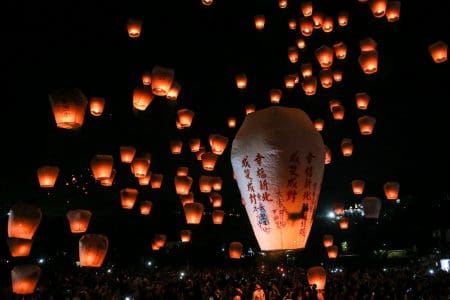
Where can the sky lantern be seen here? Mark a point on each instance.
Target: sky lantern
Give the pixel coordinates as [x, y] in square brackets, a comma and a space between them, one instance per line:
[142, 97]
[218, 216]
[347, 147]
[391, 190]
[378, 8]
[92, 250]
[438, 51]
[306, 26]
[235, 250]
[78, 220]
[241, 81]
[362, 100]
[340, 50]
[260, 21]
[266, 164]
[393, 11]
[24, 279]
[134, 27]
[327, 240]
[366, 124]
[162, 80]
[47, 176]
[358, 186]
[96, 106]
[128, 197]
[368, 61]
[69, 107]
[23, 221]
[183, 184]
[371, 206]
[185, 235]
[218, 143]
[324, 55]
[193, 212]
[309, 85]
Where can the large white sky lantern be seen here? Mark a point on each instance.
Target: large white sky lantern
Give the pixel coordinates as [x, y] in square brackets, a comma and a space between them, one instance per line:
[278, 158]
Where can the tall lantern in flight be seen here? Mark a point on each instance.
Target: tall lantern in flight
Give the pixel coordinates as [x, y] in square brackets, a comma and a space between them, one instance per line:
[279, 173]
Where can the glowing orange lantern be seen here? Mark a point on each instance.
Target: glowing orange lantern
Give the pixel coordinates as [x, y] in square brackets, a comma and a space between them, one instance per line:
[23, 221]
[92, 250]
[193, 212]
[68, 108]
[235, 250]
[78, 220]
[391, 190]
[24, 279]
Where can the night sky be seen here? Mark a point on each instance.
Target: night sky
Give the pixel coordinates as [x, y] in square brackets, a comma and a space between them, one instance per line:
[85, 45]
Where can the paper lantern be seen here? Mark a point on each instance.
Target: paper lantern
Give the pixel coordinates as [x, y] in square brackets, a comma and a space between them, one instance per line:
[92, 250]
[235, 250]
[260, 21]
[23, 221]
[358, 186]
[96, 106]
[145, 207]
[218, 143]
[393, 11]
[183, 184]
[391, 190]
[332, 252]
[142, 97]
[438, 51]
[327, 240]
[162, 80]
[47, 176]
[193, 212]
[371, 206]
[24, 279]
[78, 220]
[217, 216]
[134, 27]
[185, 117]
[185, 235]
[279, 180]
[69, 107]
[362, 100]
[19, 247]
[366, 124]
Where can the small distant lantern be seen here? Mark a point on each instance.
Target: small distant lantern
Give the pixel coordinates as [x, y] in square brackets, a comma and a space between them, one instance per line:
[391, 190]
[68, 108]
[369, 61]
[193, 212]
[260, 21]
[24, 279]
[145, 207]
[235, 250]
[92, 250]
[162, 80]
[347, 147]
[183, 184]
[128, 197]
[358, 186]
[78, 220]
[96, 106]
[142, 97]
[134, 27]
[362, 100]
[23, 221]
[366, 124]
[218, 216]
[47, 176]
[438, 51]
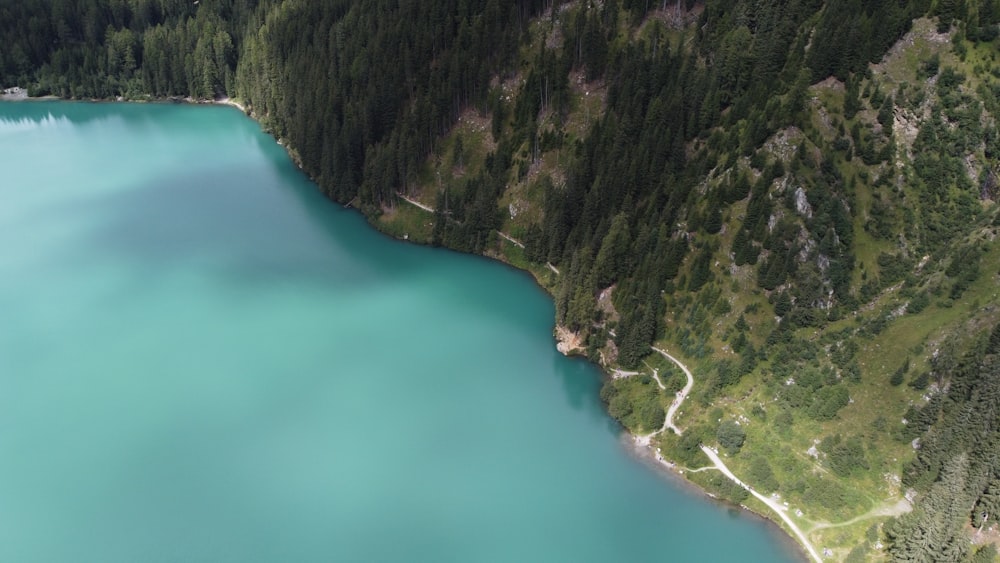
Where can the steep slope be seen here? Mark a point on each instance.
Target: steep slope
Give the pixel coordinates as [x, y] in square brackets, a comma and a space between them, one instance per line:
[797, 198]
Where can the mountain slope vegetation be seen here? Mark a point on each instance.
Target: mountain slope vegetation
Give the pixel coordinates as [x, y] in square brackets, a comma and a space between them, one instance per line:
[798, 197]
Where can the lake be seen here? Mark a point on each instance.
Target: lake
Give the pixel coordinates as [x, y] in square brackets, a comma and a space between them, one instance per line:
[203, 359]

### EXERCISE TASK
Rewrite all the entries above with every "Target" replaced by "Object" and nothing else changed, and omit the pictures.

### TASK OUTPUT
Where can the sky lantern be seen here? Mark a point on each instance.
Object: sky lantern
Give the pixel coordinates as [x, y] in square brackets, a comma and a space between them, one instance per line:
[142, 97]
[218, 216]
[347, 147]
[391, 190]
[378, 8]
[92, 250]
[438, 51]
[306, 26]
[235, 250]
[78, 220]
[241, 81]
[362, 100]
[340, 50]
[260, 21]
[266, 164]
[393, 11]
[24, 279]
[134, 27]
[327, 240]
[366, 124]
[162, 80]
[47, 176]
[358, 186]
[96, 106]
[128, 197]
[368, 61]
[69, 107]
[23, 221]
[183, 184]
[371, 206]
[185, 235]
[218, 143]
[324, 55]
[193, 212]
[309, 85]
Where can the large white sky lantern be seen here? Mark a point on each instance.
Object: large white sky lantern
Give the pixel coordinates as [x, y] in square brackets, a comma and a space between them, one instance per line:
[278, 158]
Where can the tall lantern in flight be seen here? Mark a point on each instance.
Object: tall lantern in flight
Give the pixel coordinates as [x, y] in square brackets, a comma and a space between them, one instance per line:
[279, 173]
Where can the glowing orange lantern be seen here? Mark a point on each instance.
Object: glowing orange lantern
Give the pixel coordinates as [x, y] in square brackets, a comma and a space between them, one instance per line:
[23, 221]
[92, 250]
[193, 212]
[68, 108]
[235, 250]
[78, 220]
[391, 190]
[24, 279]
Where can the night sky be seen here? Mark a point on each instance.
Object: night sky
Give the pixel coordinates as [x, y] in square brackets, a comma and a space between them, one instance per line:
[85, 45]
Where can the paper lantern be seen here? Mark a point on each instance.
Object: paper lantern
Give the pixel coordinates as [x, y] in square brackets, a comma and a space between them, one instance per line:
[92, 250]
[235, 250]
[260, 21]
[23, 221]
[358, 186]
[96, 106]
[145, 207]
[218, 143]
[393, 11]
[183, 184]
[391, 190]
[332, 252]
[142, 97]
[438, 51]
[327, 240]
[162, 80]
[47, 176]
[193, 212]
[371, 206]
[24, 279]
[78, 220]
[217, 216]
[134, 27]
[185, 117]
[185, 235]
[279, 180]
[69, 107]
[362, 100]
[19, 247]
[366, 124]
Where can the small distant lantern be seen here? Mark a point on each instance.
Object: small distant lantern
Give the pixel coordinates as [x, y] in square brackets, a comma and a space between them, one instance per line:
[391, 190]
[68, 108]
[369, 61]
[193, 212]
[260, 21]
[24, 279]
[145, 207]
[235, 250]
[92, 250]
[162, 80]
[347, 147]
[183, 184]
[128, 197]
[358, 186]
[78, 220]
[96, 106]
[142, 97]
[134, 27]
[362, 100]
[23, 221]
[366, 124]
[218, 216]
[47, 176]
[438, 51]
Where can the steep slope be seen here? Mark a point on each instance.
Object: steep slope
Give the pixel coordinates as [x, y] in square brackets, a comma and a space between them, one instance per line:
[797, 198]
Where can the mountain slope vegetation be seen here? Mark a point on each instance.
Object: mountain slope vegetation
Give the pixel coordinates as [x, y] in square brackets, a comma and a space between them, one instance per line:
[798, 197]
Where can the lake be seen here? Mark a point on each instance.
Object: lake
Give the pixel coordinates as [x, y] in square brackets, a comma and a space between them, one instance per line:
[203, 359]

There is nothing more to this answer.